• **Prompt**: Please output each line of the data exactly as it appears.

• **Information provided**:

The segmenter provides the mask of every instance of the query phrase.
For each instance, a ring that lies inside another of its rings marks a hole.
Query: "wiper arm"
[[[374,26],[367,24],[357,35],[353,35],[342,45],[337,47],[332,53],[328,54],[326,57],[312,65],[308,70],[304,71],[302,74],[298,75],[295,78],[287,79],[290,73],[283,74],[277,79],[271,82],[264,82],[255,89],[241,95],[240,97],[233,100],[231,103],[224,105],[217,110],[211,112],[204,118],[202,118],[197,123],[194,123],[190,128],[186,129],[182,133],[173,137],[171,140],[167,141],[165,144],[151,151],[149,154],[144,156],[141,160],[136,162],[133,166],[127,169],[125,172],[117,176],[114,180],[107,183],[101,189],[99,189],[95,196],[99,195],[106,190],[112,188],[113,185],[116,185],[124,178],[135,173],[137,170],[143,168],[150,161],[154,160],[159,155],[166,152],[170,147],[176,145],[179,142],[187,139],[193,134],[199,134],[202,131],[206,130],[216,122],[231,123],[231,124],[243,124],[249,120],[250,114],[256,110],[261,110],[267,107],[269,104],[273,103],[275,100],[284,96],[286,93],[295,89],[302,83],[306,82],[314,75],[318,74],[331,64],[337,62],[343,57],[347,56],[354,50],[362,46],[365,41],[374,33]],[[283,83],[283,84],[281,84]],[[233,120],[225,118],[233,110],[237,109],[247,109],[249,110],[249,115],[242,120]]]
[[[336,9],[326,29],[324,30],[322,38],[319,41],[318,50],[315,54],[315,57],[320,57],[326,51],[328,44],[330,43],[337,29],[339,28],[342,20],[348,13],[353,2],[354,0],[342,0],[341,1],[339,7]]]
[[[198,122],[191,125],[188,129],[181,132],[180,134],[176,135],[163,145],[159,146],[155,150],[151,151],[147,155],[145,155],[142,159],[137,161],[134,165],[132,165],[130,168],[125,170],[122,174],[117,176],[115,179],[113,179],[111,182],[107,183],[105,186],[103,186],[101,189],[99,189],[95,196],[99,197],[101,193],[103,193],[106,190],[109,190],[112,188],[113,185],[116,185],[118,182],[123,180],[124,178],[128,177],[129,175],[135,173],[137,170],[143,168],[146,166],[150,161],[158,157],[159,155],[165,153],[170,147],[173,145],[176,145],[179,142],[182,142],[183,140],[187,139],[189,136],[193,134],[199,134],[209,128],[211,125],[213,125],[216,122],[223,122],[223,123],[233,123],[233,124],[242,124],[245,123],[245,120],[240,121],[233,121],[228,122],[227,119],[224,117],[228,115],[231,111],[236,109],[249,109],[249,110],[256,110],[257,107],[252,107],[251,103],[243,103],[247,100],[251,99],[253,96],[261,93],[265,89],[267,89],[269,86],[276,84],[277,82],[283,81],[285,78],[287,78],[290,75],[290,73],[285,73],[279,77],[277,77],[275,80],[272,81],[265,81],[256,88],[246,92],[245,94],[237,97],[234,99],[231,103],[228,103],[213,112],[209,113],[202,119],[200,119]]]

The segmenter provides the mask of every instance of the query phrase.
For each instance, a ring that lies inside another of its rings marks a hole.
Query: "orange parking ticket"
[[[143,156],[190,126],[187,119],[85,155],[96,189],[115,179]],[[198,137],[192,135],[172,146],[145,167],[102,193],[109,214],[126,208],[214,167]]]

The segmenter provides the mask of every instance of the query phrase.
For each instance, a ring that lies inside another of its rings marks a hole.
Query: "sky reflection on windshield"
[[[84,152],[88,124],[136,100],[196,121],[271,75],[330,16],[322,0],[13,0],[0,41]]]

• **Task answer**:
The segmenter provides the mask of every instance of the query phrase.
For each instance, a ring that lies inside another of its rings marks a hole.
Query: "wiper arm"
[[[374,26],[367,24],[357,35],[353,35],[342,45],[337,47],[332,53],[328,54],[326,57],[312,65],[308,70],[304,71],[302,74],[298,75],[295,78],[287,79],[290,73],[283,74],[277,79],[271,82],[264,82],[255,89],[241,95],[240,97],[233,100],[231,103],[224,105],[217,110],[211,112],[204,118],[202,118],[197,123],[194,123],[190,128],[186,129],[182,133],[173,137],[171,140],[167,141],[165,144],[151,151],[149,154],[144,156],[141,160],[136,162],[133,166],[127,169],[125,172],[117,176],[114,180],[107,183],[101,189],[99,189],[95,196],[99,195],[106,190],[112,188],[113,185],[116,185],[124,178],[135,173],[137,170],[143,168],[150,161],[154,160],[159,155],[166,152],[170,147],[176,145],[179,142],[187,139],[193,134],[199,134],[202,131],[206,130],[216,122],[231,123],[231,124],[243,124],[249,120],[250,114],[256,110],[261,110],[267,107],[269,104],[273,103],[275,100],[284,96],[286,93],[295,89],[302,83],[306,82],[314,75],[318,74],[331,64],[337,62],[343,57],[347,56],[354,50],[362,46],[365,41],[374,33]],[[283,83],[283,84],[281,84]],[[233,120],[225,118],[233,110],[237,109],[247,109],[249,110],[249,115],[242,120]]]
[[[336,9],[326,29],[324,30],[322,38],[319,41],[318,50],[315,54],[315,57],[320,57],[326,51],[328,44],[330,43],[337,29],[339,28],[342,20],[348,13],[353,2],[354,0],[342,0],[341,1],[339,7]]]
[[[198,122],[191,125],[188,129],[181,132],[180,134],[176,135],[163,145],[159,146],[155,150],[151,151],[147,155],[145,155],[142,159],[137,161],[134,165],[132,165],[130,168],[125,170],[122,174],[117,176],[115,179],[113,179],[111,182],[107,183],[105,186],[103,186],[101,189],[99,189],[95,196],[99,197],[101,193],[103,193],[106,190],[109,190],[112,188],[113,185],[116,185],[118,182],[123,180],[124,178],[128,177],[129,175],[135,173],[137,170],[143,168],[146,166],[150,161],[158,157],[159,155],[165,153],[170,147],[173,145],[176,145],[179,142],[182,142],[183,140],[187,139],[189,136],[193,134],[199,134],[209,128],[211,125],[213,125],[216,122],[223,122],[223,123],[233,123],[233,124],[242,124],[245,123],[245,120],[240,121],[233,121],[228,122],[227,119],[224,117],[228,115],[231,111],[236,109],[249,109],[249,110],[256,110],[257,107],[252,107],[251,103],[243,103],[247,100],[251,99],[253,96],[261,93],[265,89],[267,89],[269,86],[276,84],[277,82],[283,81],[285,78],[287,78],[290,75],[290,73],[285,73],[279,77],[277,77],[275,80],[272,81],[265,81],[256,88],[246,92],[245,94],[237,97],[234,99],[231,103],[228,103],[213,112],[209,113],[202,119],[200,119]]]

The segmenter provides the mask of every instance of the query phrase.
For each instance, a ring that lies inside another of its rings marks a hole.
Query: "orange parking ticket"
[[[143,156],[190,126],[187,119],[85,155],[96,189],[115,179]],[[198,137],[192,135],[172,146],[145,167],[102,193],[109,214],[126,208],[214,167]]]

The segmenter provides the mask of every instance of the query phrase.
For each instance, a ring that lies inside another of its rings marks a hole.
Query: "sky reflection on windshield"
[[[84,152],[88,124],[136,100],[196,121],[271,75],[330,16],[322,0],[13,0],[0,41]]]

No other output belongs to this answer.